%%

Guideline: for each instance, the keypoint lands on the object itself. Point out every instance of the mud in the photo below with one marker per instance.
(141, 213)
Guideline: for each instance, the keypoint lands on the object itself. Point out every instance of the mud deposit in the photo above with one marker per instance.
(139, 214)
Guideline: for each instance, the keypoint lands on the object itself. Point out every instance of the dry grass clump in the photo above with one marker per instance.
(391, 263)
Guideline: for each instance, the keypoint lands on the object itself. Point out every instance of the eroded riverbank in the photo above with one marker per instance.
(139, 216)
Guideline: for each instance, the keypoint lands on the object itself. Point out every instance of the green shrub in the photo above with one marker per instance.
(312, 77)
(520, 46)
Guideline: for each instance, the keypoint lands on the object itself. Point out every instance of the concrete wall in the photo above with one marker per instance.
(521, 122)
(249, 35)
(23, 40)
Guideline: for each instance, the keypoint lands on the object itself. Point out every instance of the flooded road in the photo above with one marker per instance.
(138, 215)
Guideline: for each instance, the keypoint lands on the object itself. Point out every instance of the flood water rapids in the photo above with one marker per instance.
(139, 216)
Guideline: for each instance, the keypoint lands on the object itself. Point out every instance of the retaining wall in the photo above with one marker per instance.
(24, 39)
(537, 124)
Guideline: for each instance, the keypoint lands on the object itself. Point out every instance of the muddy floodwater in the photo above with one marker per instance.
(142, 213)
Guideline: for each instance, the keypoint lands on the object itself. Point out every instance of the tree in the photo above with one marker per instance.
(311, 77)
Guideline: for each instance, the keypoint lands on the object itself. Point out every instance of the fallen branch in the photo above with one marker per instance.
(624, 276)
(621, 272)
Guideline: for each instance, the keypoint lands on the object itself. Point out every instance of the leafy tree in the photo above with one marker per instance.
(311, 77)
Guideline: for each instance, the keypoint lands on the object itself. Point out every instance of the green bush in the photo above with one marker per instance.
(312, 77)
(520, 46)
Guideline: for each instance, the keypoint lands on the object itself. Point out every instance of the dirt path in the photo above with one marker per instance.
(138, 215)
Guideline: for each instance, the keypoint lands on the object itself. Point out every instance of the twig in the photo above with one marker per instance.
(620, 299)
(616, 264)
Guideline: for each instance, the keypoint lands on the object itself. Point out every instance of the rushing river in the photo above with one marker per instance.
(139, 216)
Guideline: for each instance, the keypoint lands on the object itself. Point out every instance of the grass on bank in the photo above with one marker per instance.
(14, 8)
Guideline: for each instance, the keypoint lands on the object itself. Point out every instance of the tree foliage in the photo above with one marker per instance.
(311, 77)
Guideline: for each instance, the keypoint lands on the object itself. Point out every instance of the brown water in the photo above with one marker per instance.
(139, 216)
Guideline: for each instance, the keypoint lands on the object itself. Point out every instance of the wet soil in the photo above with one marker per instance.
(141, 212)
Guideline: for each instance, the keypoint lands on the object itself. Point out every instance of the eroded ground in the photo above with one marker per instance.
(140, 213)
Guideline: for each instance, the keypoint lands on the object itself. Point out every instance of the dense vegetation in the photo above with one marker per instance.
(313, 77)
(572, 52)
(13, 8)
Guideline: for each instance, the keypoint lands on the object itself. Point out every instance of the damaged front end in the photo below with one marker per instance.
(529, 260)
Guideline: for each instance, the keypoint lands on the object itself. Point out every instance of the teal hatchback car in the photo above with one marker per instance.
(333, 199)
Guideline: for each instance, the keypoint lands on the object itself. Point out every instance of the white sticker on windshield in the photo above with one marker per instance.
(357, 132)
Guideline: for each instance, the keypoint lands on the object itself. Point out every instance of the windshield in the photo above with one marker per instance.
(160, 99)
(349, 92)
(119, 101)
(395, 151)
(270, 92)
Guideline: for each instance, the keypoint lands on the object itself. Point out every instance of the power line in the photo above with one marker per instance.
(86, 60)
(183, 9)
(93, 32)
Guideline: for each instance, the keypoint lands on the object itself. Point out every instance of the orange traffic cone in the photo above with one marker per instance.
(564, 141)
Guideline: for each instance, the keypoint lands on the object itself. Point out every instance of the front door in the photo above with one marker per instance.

%%

Task>
Copy every item above, replacing each occurrence of "one marker per instance" with "a single marker for each instance" and keeping everything else the same.

Task response>
Guideline: for each instance, the keypoint lands on the object itself. Point out every instance of the mud in the photo below with a single marker for each instance.
(141, 213)
Guideline: for each instance, the keypoint lands on the object itself. Point out every instance of the mud deposit in the photo above with a single marker for each instance.
(139, 214)
Guideline: for each instance, the keypoint lands on the object itself. Point out every instance of the dry grass clump in the photo above with a single marker for each instance.
(391, 263)
Guideline: for each instance, the keypoint lands on the object itself. Point out every instance of the eroded riverbank in the photo above with a single marker for each instance.
(139, 216)
Guideline: for each instance, the keypoint lands on the object itself. Point out every instance of the green shrub in the photo above with a single marker for each instance.
(312, 77)
(520, 46)
Guideline: for each instance, the keypoint lands on the object itself. Point out every instance of the concrete wall in the photo above with a single marker for each instance.
(521, 122)
(249, 35)
(23, 40)
Guideline: for each instance, the keypoint lands on the object itself. Point out every instance of the flooded road in the photo above with a single marker for each instance.
(138, 215)
Guideline: for each instance, the keypoint lands on the object itself. Point out every instance of the flood water rapids in the photo above with a single marker for each instance.
(139, 216)
Guideline: for each instance, the keypoint lands on the object itself. Point out every instance of the retaining wall in the photo above with a single marker for each instance.
(24, 39)
(537, 124)
Guideline: for each instance, the keypoint lands on the object itself. Point out every instance of the muddy floodwater in the photo above with a single marker for each instance.
(142, 213)
Guideline: for each instance, the keypoint lands on the object itself. Point out every instance of the tree in the photo above with a single marker for each instance.
(311, 77)
Guideline: for each instance, the keypoint lands on the object itself. Point out every instance of the fallen branch in the photo above with a single marker for each instance.
(624, 276)
(621, 272)
Guideline: for each instance, the keypoint lands on the object itself. Point out every instance of the leafy tree in the photo above with a single marker for each instance.
(311, 77)
Guideline: for each instance, the keypoint lands on the object itself. Point out every instance of the green bush in the photo above with a single marker for each instance.
(312, 77)
(520, 46)
Guideline: for each instance, the keypoint lands on the object itself. Point out every instance of the dirt path in the photo above with a single marker for each instance.
(138, 215)
Guideline: for each instance, the keypoint lands on the object itself. Point out every instance of the twig in the photo above with a single marker for each instance.
(620, 299)
(616, 264)
Guideline: for each instance, the keypoint lands on the object itself. Point out every instance of the rushing river in the photo above with a single marker for each instance.
(139, 216)
Guideline: for each instance, the keypoint lands on the object itself. Point out every instance of the grass on bank in the photo above with a single marker for each instance.
(14, 8)
Guideline: for each instance, the keypoint lands on the object itself. Point out every instance of the tree foliage in the photo above with a single marker for each instance.
(311, 77)
Guideline: for each instance, the keypoint lands on the object itself. Point out every instance of the brown water in the photo above with a single marker for each instance.
(139, 216)
Guideline: for each instance, the keypoint lands on the object itself. Point out every instance of the wet soil in the photo above with a single marker for each instance.
(141, 212)
Guideline: for each instance, the keypoint lands on the object itself. Point out every instance of the eroded ground in the photo above with a single marker for each instance.
(140, 213)
Guideline: for each instance, the keypoint lands on the object itself. Point out every instance of the dense vegetation in the photo above with a single marker for each instance.
(313, 77)
(572, 52)
(13, 8)
Guideline: for each instance, the keypoint lands on the object itself. Point out every instance of the damaged front end in the photo below with a single marker for each instance.
(529, 260)
Guideline: for each instance, the keypoint lands on the object itself. Point out every instance of the teal hatchback car in the photo above with a single marker for each instance.
(333, 199)
Guideline: for each instance, the keypoint lands on the object itself. Point out every instance of the white sticker on windshield in the photo above with a single marker for each instance.
(357, 132)
Guideline: for each instance, the keypoint lands on the object itself. Point out every instance of the windshield in the photo above with a single marker for each instance.
(160, 99)
(349, 92)
(119, 101)
(395, 151)
(270, 92)
Guideline: for each instance, the keypoint lands on the object itself. Point out every instance of the power line in the photo above with a single marker for each instance.
(86, 60)
(183, 9)
(93, 32)
Guideline: for each instance, the keypoint lands on the object itself. Point out every instance of the orange traffic cone in the photo above with a single marker for each instance.
(564, 141)
Guideline: for each instance, the keypoint lands on the object itself. Point out every instance of the front door in the photo above with a single marker for each instance.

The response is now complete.